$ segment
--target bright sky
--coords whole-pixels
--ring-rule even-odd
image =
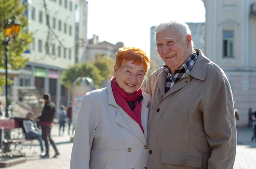
[[[87,0],[88,39],[122,41],[149,54],[150,27],[170,20],[205,21],[202,0]]]

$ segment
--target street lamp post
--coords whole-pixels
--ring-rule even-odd
[[[11,44],[17,35],[20,31],[20,22],[16,20],[16,17],[14,17],[13,20],[8,19],[4,25],[4,32],[6,35],[5,39],[3,42],[4,45],[5,52],[5,71],[6,71],[6,117],[9,116],[8,113],[8,55],[9,46]]]

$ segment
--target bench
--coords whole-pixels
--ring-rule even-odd
[[[21,152],[23,149],[23,143],[26,141],[30,141],[29,150],[33,153],[36,153],[32,149],[33,140],[34,139],[27,139],[25,138],[22,129],[20,126],[19,123],[15,119],[9,118],[1,117],[0,118],[0,148],[2,149],[2,153],[5,155],[7,155],[7,153],[11,152],[10,156],[12,156],[13,152],[18,152],[21,156],[24,156],[24,153]],[[13,131],[14,129],[17,129],[17,133]],[[3,130],[4,136],[3,140],[2,139],[2,130]],[[10,149],[10,146],[14,145],[14,148]]]

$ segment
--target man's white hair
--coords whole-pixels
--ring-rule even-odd
[[[163,31],[163,29],[168,28],[174,28],[181,35],[181,38],[183,42],[185,42],[186,36],[190,34],[191,35],[191,31],[189,29],[189,26],[184,22],[170,21],[168,22],[164,22],[160,23],[155,28],[154,32],[154,33],[155,40],[156,36],[157,33]],[[192,46],[194,46],[194,43],[192,41]]]

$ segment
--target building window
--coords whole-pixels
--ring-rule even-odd
[[[63,53],[64,53],[64,58],[66,58],[66,57],[67,57],[67,50],[66,49],[66,48],[63,48]]]
[[[49,14],[46,15],[46,25],[48,26],[50,26],[50,17]]]
[[[223,31],[223,57],[234,57],[234,31]]]
[[[73,7],[72,6],[73,5],[73,4],[72,4],[72,2],[70,1],[70,11],[72,11],[72,9],[73,8]]]
[[[56,18],[55,17],[52,18],[52,28],[56,28]]]
[[[70,25],[69,26],[69,32],[70,35],[72,36],[72,26],[71,25]]]
[[[71,53],[71,49],[69,49],[68,51],[68,58],[70,60],[71,60],[72,54]]]
[[[52,53],[53,55],[55,55],[56,54],[56,52],[55,52],[55,44],[52,44]]]
[[[43,42],[42,40],[38,40],[38,52],[43,52]]]
[[[61,20],[59,20],[58,25],[59,31],[61,31]]]
[[[39,11],[39,23],[43,23],[43,12],[41,11]]]
[[[34,7],[31,7],[31,19],[35,20],[35,8]]]
[[[35,51],[35,38],[33,37],[32,38],[33,42],[32,42],[32,44],[31,44],[31,48],[32,51]]]
[[[64,33],[67,33],[67,23],[64,23]]]
[[[67,0],[64,0],[64,7],[67,9]]]
[[[58,56],[59,57],[61,56],[61,46],[58,47]]]

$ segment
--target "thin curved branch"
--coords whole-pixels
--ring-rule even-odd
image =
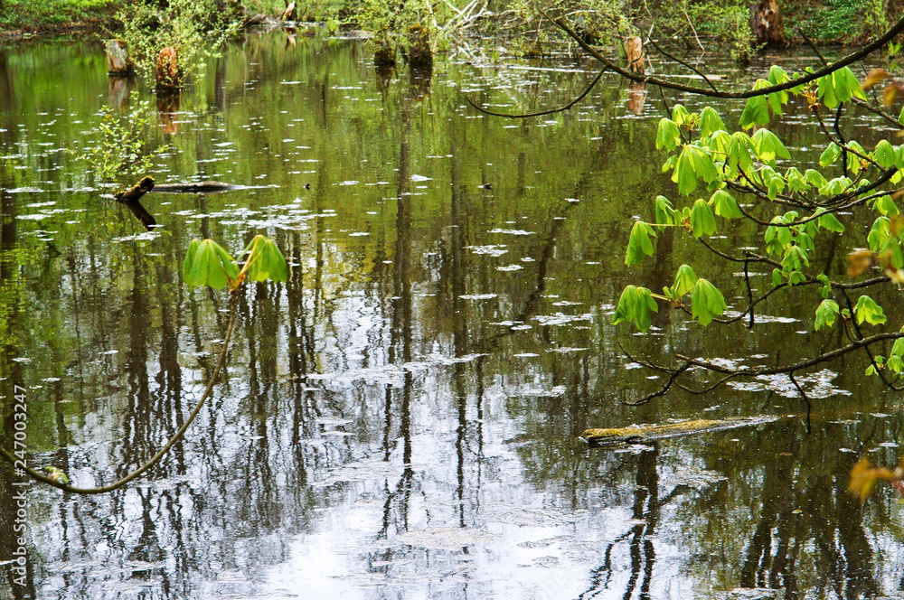
[[[639,407],[642,404],[646,404],[654,398],[664,396],[669,392],[669,389],[672,389],[672,385],[674,383],[678,376],[683,373],[685,370],[687,370],[687,368],[689,366],[691,366],[690,363],[687,361],[685,361],[684,364],[683,364],[675,370],[672,371],[672,374],[669,376],[669,380],[665,382],[665,385],[664,385],[659,391],[651,392],[646,396],[645,396],[644,398],[640,398],[639,400],[636,400],[634,402],[629,402],[627,400],[621,400],[621,403],[629,407]]]
[[[604,67],[603,69],[601,69],[599,70],[599,72],[597,73],[597,76],[593,78],[593,80],[590,81],[590,85],[587,86],[587,89],[585,89],[584,91],[582,91],[580,93],[580,96],[577,97],[576,98],[574,98],[573,100],[571,100],[570,102],[569,102],[568,104],[566,104],[565,106],[560,107],[558,108],[550,108],[549,110],[541,110],[541,111],[535,112],[535,113],[523,113],[523,114],[519,114],[519,115],[509,115],[509,114],[506,114],[506,113],[497,113],[497,112],[494,112],[493,110],[487,110],[486,108],[483,108],[481,107],[478,107],[476,105],[476,103],[475,103],[474,100],[472,100],[467,96],[465,96],[465,94],[462,94],[462,96],[465,96],[465,99],[467,100],[468,104],[470,104],[472,107],[474,107],[475,108],[476,108],[480,112],[484,113],[485,115],[491,115],[493,117],[504,117],[506,118],[527,118],[528,117],[542,117],[543,115],[551,115],[551,114],[557,113],[557,112],[563,112],[565,110],[570,109],[571,107],[573,107],[574,105],[578,104],[579,102],[580,102],[582,99],[584,99],[585,96],[587,96],[588,94],[590,93],[590,90],[593,89],[593,88],[597,85],[597,83],[599,82],[599,78],[601,78],[603,76],[603,73],[605,73],[607,70],[608,70],[607,67]]]
[[[192,421],[193,421],[194,417],[197,417],[198,413],[201,412],[201,408],[204,406],[204,402],[207,400],[208,398],[210,398],[211,394],[212,393],[213,386],[217,381],[217,376],[220,374],[220,371],[222,370],[223,365],[226,363],[226,351],[229,349],[230,338],[231,338],[232,336],[232,327],[233,325],[235,325],[235,307],[238,298],[239,298],[238,295],[233,293],[231,302],[230,303],[229,326],[226,328],[226,337],[223,338],[223,347],[220,351],[220,357],[217,359],[216,367],[213,369],[213,373],[211,375],[211,379],[207,381],[207,388],[204,389],[204,393],[201,397],[201,399],[198,400],[198,403],[195,405],[194,409],[193,409],[191,414],[189,414],[188,418],[185,419],[185,422],[182,424],[182,427],[179,427],[179,430],[173,435],[173,437],[171,437],[168,442],[166,442],[166,445],[164,447],[162,447],[160,451],[157,452],[157,454],[154,455],[154,456],[152,456],[150,460],[148,460],[146,463],[145,463],[143,465],[141,465],[132,473],[128,473],[127,475],[126,475],[118,482],[109,483],[108,485],[104,485],[102,487],[95,487],[95,488],[79,488],[69,485],[68,483],[58,482],[55,479],[48,477],[47,475],[42,473],[39,471],[35,471],[30,466],[22,465],[22,463],[24,461],[19,461],[18,459],[16,459],[16,457],[12,453],[10,453],[10,451],[7,450],[6,448],[0,447],[0,456],[3,456],[4,459],[5,459],[8,463],[12,464],[14,466],[17,466],[17,468],[26,473],[33,479],[42,482],[42,483],[47,483],[48,485],[52,485],[55,488],[62,490],[63,492],[70,492],[71,493],[80,493],[80,494],[106,493],[108,492],[112,492],[113,490],[121,488],[126,483],[129,483],[141,473],[145,473],[152,466],[156,464],[157,461],[163,458],[164,455],[166,455],[167,452],[169,452],[169,449],[173,447],[173,445],[175,444],[177,441],[179,441],[179,438],[182,437],[183,434],[185,433],[189,426],[192,425]]]

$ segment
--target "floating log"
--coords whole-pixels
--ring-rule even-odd
[[[128,50],[122,40],[108,40],[104,44],[107,52],[107,73],[111,77],[128,76],[135,70],[135,64],[128,58]]]
[[[175,48],[167,47],[157,55],[157,91],[174,91],[178,89],[181,81],[179,77],[179,62]]]
[[[777,417],[729,417],[721,420],[701,418],[664,425],[631,425],[613,429],[587,429],[580,435],[580,439],[589,445],[598,447],[646,444],[670,437],[749,427],[777,419]]]
[[[290,2],[283,14],[279,16],[280,21],[295,21],[295,3]]]
[[[632,73],[643,75],[644,71],[644,42],[637,36],[629,37],[626,41],[627,66]]]
[[[197,183],[158,183],[154,191],[161,193],[221,193],[237,190],[239,187],[221,182],[207,181]]]
[[[145,210],[145,207],[142,206],[141,202],[138,201],[142,196],[153,189],[154,178],[145,177],[140,182],[133,185],[127,192],[120,192],[114,196],[116,201],[120,204],[124,204],[148,231],[156,226],[157,221],[154,220],[151,213]]]

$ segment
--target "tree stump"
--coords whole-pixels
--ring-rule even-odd
[[[627,68],[632,73],[643,75],[644,68],[644,42],[637,36],[629,37],[626,42],[626,51],[627,52]]]
[[[785,24],[776,0],[757,0],[750,5],[750,31],[758,46],[783,48],[787,45]]]
[[[412,67],[419,69],[433,68],[430,34],[425,27],[412,25],[408,30],[408,61]]]
[[[122,40],[108,40],[104,44],[107,52],[107,73],[111,76],[127,76],[134,70],[134,63],[128,58],[126,42]]]
[[[179,89],[181,78],[175,48],[168,47],[160,51],[160,54],[157,55],[156,75],[158,92],[174,91]]]

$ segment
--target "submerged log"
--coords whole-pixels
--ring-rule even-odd
[[[140,182],[133,185],[127,192],[120,192],[114,196],[116,201],[120,204],[124,204],[148,231],[156,227],[157,221],[154,220],[151,213],[145,210],[145,207],[142,206],[141,202],[138,201],[142,196],[153,189],[154,178],[145,177]]]
[[[122,40],[108,40],[104,44],[107,52],[107,73],[111,76],[127,76],[135,70],[135,64],[128,58],[128,50]]]
[[[167,47],[157,55],[157,91],[174,91],[181,85],[179,77],[179,62],[175,48]]]
[[[221,182],[199,182],[197,183],[159,183],[154,191],[161,193],[221,193],[237,190],[240,186]]]
[[[625,43],[625,50],[627,52],[627,66],[632,73],[643,75],[644,68],[644,42],[637,37],[629,37]]]

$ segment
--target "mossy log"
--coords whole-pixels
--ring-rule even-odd
[[[663,425],[630,425],[626,427],[611,429],[587,429],[580,435],[580,439],[589,445],[598,447],[644,444],[669,437],[749,427],[771,423],[777,418],[777,417],[729,417],[719,420],[700,418]]]

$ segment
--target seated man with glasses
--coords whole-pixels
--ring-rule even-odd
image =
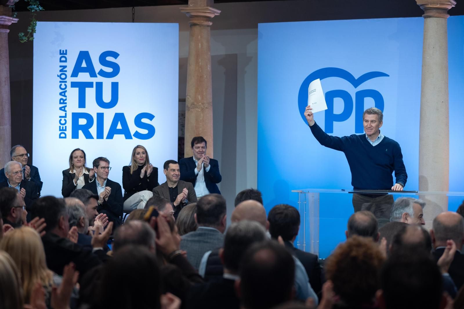
[[[40,195],[40,190],[43,183],[40,181],[40,175],[39,174],[39,169],[33,165],[27,164],[29,154],[26,149],[20,145],[13,146],[10,151],[10,156],[12,161],[16,161],[21,163],[23,169],[22,179],[29,181],[32,181],[37,186],[39,195]],[[0,170],[0,182],[6,181],[5,169]]]
[[[85,185],[83,189],[90,190],[98,196],[98,204],[97,211],[99,213],[105,213],[108,220],[114,223],[113,229],[121,224],[120,217],[122,215],[122,191],[121,185],[108,179],[108,174],[111,168],[110,161],[106,158],[98,157],[93,161],[93,170],[95,172],[96,181]]]
[[[5,175],[6,180],[0,183],[0,188],[15,189],[24,200],[26,209],[31,212],[31,207],[34,200],[39,198],[37,186],[33,181],[23,179],[22,166],[19,162],[10,161],[5,165]],[[27,221],[30,221],[30,215],[27,215]]]

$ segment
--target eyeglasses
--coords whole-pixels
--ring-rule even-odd
[[[15,157],[21,157],[21,158],[24,158],[25,155],[26,156],[27,156],[28,158],[29,158],[29,154],[18,154],[18,155],[13,155],[13,157],[14,158]]]

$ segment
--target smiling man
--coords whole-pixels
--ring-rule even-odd
[[[161,196],[169,200],[174,209],[174,218],[177,219],[177,215],[184,206],[197,202],[195,189],[190,182],[180,180],[180,169],[176,161],[165,162],[163,172],[166,175],[166,181],[153,189],[153,196]]]
[[[403,154],[400,144],[380,131],[383,124],[382,111],[375,107],[364,111],[365,134],[338,137],[329,135],[317,125],[312,109],[308,105],[304,111],[311,133],[321,145],[345,154],[354,189],[403,190],[407,179]],[[392,175],[393,171],[396,179],[394,182]],[[390,221],[393,203],[391,195],[353,195],[354,211],[372,212],[380,225]]]
[[[40,181],[39,169],[33,165],[27,164],[29,154],[27,153],[26,148],[20,145],[13,146],[10,151],[10,156],[11,157],[12,161],[16,161],[20,163],[23,169],[22,179],[34,182],[37,186],[39,195],[40,196],[43,183]],[[6,178],[5,176],[5,169],[2,168],[0,170],[0,182],[6,181]]]

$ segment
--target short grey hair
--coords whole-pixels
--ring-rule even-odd
[[[23,169],[23,166],[18,161],[8,161],[5,165],[5,172],[9,173],[11,171],[11,168],[14,164],[19,164],[21,169]]]
[[[437,241],[446,242],[452,239],[458,246],[458,250],[460,250],[464,235],[464,219],[461,216],[459,218],[457,223],[450,225],[442,222],[436,217],[433,219],[432,229]]]
[[[67,197],[64,199],[64,203],[66,204],[66,209],[68,212],[68,215],[69,216],[69,227],[78,226],[79,221],[81,218],[84,217],[84,221],[86,223],[87,226],[84,228],[88,228],[89,220],[87,219],[85,214],[85,211],[83,206],[84,203],[78,199],[76,198]],[[85,229],[84,229],[84,230]]]
[[[364,112],[362,113],[362,119],[364,119],[364,115],[366,114],[367,115],[376,115],[379,117],[379,122],[381,122],[383,121],[383,113],[382,113],[381,110],[376,107],[371,107],[365,110]]]
[[[392,212],[390,215],[390,221],[400,221],[403,214],[407,212],[411,217],[414,216],[412,204],[417,204],[424,209],[425,202],[422,200],[417,200],[410,197],[402,197],[397,199],[393,204]]]
[[[116,252],[124,246],[142,245],[149,249],[155,248],[156,234],[148,223],[140,220],[126,222],[115,232],[113,251]]]
[[[11,150],[10,150],[10,157],[11,157],[12,158],[13,157],[13,154],[14,154],[14,152],[16,151],[16,148],[18,148],[18,147],[22,147],[24,149],[26,149],[26,148],[24,146],[23,146],[22,145],[15,145],[15,146],[14,146],[13,147],[12,147],[11,148]]]

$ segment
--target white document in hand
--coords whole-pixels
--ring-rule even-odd
[[[321,85],[321,80],[319,78],[313,80],[308,87],[308,105],[313,108],[311,111],[317,113],[327,109],[327,104],[325,103],[324,93]]]

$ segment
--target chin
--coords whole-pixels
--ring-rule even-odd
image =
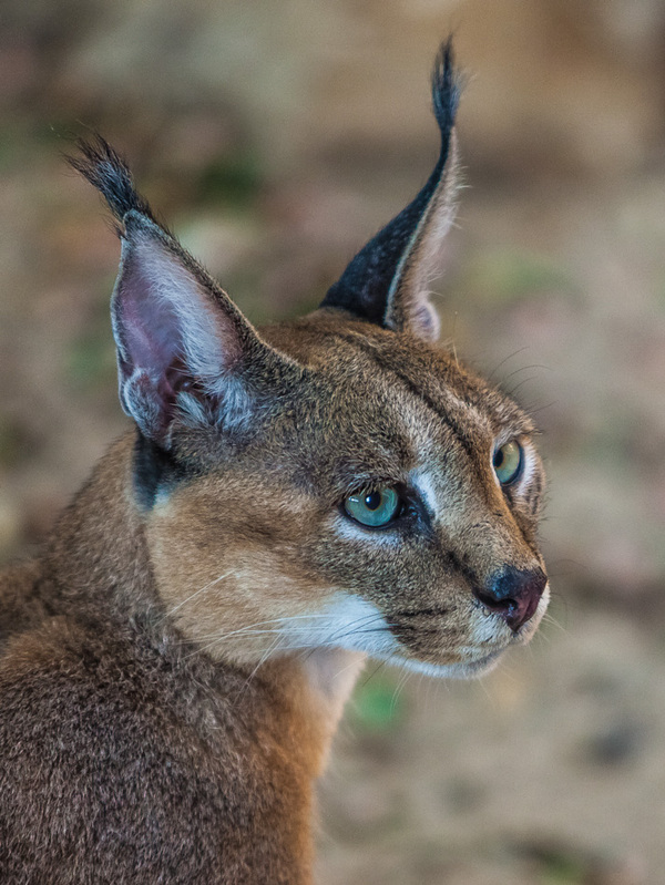
[[[412,672],[433,676],[438,679],[478,679],[497,667],[504,651],[505,649],[499,649],[489,655],[456,661],[454,663],[430,663],[416,658],[403,658],[401,655],[391,655],[386,658],[386,661],[398,667],[405,667]]]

> _REQUIREMENT_
State how many lines in the records contain the string "hair", and give only that number.

> _RIGHT ANSWER_
2